[Dataset entries]
————

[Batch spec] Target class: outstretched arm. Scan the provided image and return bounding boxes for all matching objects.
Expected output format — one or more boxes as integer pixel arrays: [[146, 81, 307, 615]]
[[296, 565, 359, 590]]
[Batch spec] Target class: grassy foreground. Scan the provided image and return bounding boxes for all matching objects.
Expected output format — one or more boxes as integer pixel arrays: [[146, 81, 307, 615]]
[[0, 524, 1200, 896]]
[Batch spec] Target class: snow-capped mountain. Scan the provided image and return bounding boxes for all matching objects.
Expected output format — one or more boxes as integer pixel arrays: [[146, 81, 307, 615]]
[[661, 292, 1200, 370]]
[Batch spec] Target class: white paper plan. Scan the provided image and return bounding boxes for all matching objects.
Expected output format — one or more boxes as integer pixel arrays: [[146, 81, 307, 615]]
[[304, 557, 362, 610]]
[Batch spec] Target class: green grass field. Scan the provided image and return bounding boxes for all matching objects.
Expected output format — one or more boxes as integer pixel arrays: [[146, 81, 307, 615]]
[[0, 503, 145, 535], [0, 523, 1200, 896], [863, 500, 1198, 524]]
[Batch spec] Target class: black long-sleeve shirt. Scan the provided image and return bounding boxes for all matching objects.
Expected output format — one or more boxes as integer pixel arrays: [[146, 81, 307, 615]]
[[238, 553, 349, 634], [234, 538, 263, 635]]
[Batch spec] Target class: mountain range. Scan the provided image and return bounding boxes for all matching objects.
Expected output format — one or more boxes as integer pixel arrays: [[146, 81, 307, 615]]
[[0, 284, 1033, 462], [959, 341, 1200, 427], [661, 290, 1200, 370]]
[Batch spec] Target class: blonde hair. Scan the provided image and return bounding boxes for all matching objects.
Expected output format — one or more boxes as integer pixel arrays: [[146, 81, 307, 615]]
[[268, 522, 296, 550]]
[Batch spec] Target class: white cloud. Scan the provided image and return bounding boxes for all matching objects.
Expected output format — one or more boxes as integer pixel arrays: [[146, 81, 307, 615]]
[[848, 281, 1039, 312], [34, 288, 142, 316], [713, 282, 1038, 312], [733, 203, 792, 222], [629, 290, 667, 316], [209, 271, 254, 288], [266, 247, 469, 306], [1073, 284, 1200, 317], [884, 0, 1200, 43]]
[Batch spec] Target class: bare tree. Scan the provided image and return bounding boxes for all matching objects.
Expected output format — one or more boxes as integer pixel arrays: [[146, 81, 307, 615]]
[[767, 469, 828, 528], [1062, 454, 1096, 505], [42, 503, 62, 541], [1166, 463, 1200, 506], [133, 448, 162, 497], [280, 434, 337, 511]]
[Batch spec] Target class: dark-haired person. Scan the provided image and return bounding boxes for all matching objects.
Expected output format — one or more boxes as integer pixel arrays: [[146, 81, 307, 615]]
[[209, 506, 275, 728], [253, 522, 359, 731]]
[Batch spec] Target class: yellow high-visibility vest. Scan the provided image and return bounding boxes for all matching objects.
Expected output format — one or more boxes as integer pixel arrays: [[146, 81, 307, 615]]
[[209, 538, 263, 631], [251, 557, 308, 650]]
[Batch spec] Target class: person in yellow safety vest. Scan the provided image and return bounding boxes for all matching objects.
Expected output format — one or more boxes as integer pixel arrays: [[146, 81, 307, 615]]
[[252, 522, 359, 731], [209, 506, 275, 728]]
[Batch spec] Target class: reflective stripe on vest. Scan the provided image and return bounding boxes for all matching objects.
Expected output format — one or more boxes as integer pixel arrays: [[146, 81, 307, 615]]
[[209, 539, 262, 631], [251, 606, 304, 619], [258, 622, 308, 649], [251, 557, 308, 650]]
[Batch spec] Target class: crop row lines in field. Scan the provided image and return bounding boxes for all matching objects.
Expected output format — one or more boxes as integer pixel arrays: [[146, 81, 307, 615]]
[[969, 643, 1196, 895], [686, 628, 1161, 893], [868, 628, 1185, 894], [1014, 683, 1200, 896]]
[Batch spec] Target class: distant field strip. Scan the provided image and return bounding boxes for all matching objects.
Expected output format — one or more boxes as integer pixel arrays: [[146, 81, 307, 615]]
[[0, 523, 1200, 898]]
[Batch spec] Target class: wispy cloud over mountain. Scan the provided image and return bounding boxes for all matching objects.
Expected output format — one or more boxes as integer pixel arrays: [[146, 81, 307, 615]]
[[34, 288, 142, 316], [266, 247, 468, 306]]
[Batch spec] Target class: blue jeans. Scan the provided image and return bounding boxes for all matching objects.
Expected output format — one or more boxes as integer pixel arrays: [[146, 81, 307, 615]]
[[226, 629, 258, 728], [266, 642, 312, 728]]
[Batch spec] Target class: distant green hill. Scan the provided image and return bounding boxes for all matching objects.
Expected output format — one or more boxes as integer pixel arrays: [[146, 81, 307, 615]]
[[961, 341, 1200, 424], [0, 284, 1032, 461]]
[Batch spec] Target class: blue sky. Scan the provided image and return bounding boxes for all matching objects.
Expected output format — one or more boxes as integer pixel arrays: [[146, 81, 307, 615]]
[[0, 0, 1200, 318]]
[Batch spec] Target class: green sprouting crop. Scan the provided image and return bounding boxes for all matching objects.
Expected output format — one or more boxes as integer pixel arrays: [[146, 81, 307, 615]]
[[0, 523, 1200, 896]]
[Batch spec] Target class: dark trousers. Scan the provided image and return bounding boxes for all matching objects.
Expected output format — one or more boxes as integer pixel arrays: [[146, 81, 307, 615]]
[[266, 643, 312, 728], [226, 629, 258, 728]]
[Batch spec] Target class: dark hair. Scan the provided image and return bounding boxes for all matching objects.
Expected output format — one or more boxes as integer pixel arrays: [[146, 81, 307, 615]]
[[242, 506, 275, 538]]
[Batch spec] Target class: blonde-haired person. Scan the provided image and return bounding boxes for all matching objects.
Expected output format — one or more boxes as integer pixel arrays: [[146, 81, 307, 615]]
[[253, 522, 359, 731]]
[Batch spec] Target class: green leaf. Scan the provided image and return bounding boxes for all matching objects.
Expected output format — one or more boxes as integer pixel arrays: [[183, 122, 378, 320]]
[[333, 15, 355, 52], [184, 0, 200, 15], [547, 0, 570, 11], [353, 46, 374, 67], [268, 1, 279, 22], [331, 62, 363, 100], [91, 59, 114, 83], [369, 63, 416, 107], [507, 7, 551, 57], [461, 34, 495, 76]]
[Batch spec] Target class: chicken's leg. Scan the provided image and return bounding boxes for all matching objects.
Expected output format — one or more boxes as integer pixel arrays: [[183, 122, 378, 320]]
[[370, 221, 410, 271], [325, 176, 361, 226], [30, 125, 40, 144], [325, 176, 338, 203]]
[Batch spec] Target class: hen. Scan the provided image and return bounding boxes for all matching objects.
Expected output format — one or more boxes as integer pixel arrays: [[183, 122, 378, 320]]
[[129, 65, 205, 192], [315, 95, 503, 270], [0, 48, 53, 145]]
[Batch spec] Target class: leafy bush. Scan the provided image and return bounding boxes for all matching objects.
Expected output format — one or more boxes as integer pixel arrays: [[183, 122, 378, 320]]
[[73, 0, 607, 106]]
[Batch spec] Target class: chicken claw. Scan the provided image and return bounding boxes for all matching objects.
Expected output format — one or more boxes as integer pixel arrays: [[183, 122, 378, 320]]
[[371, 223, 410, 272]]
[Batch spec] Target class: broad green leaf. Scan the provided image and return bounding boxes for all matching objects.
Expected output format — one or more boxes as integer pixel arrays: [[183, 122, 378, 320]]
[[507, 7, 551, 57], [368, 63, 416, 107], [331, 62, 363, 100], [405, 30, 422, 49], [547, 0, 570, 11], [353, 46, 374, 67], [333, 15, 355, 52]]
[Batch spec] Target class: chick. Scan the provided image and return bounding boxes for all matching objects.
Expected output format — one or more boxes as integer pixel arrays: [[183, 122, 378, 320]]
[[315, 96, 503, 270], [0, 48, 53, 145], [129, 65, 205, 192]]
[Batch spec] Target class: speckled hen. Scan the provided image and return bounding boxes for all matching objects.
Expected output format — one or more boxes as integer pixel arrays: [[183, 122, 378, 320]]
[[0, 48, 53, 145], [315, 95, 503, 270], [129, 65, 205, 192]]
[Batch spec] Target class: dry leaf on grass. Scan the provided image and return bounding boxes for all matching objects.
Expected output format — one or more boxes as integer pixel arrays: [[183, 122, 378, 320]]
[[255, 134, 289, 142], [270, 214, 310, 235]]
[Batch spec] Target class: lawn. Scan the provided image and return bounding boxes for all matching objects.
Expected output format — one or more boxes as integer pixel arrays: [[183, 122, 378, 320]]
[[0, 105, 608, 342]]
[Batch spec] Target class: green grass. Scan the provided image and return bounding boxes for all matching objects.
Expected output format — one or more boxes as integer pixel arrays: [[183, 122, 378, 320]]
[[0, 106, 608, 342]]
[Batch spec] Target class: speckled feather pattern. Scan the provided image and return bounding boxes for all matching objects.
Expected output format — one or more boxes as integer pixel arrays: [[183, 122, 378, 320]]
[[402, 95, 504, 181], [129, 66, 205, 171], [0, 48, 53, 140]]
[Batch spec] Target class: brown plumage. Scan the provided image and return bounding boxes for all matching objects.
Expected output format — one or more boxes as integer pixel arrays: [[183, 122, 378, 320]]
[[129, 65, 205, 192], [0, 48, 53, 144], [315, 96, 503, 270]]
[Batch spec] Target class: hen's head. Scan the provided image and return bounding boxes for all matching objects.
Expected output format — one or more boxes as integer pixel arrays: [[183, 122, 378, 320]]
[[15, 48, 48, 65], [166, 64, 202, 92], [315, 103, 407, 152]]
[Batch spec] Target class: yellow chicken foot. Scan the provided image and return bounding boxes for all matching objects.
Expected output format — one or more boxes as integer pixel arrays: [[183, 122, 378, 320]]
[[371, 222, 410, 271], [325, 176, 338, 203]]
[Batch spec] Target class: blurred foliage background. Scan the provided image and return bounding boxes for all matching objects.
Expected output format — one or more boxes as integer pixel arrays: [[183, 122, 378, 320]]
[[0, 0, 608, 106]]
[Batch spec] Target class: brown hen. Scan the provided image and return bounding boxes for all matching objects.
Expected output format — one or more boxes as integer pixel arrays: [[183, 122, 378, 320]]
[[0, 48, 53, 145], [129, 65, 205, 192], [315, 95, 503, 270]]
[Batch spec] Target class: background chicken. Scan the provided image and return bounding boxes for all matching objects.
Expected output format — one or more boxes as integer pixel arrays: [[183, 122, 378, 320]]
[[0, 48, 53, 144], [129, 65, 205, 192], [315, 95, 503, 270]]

————

[Exercise task] Please lay out the record lines above as a numbered list, starting at the line containing "[Batch spec] Target class: bare" and ending at the line containing "434, 337, 511]]", both included. Leave out any blank lines.

[Answer to the exercise]
1. [Batch spec] Target class: bare tree. Scan the provided image and return bounding boxes for all matching objects.
2. Expected output format — one or more boxes as integer pixel arrays: [[146, 81, 307, 615]]
3. [[767, 469, 828, 528], [1062, 454, 1096, 505], [42, 503, 62, 541], [1166, 463, 1200, 506], [133, 448, 162, 497], [280, 434, 337, 511]]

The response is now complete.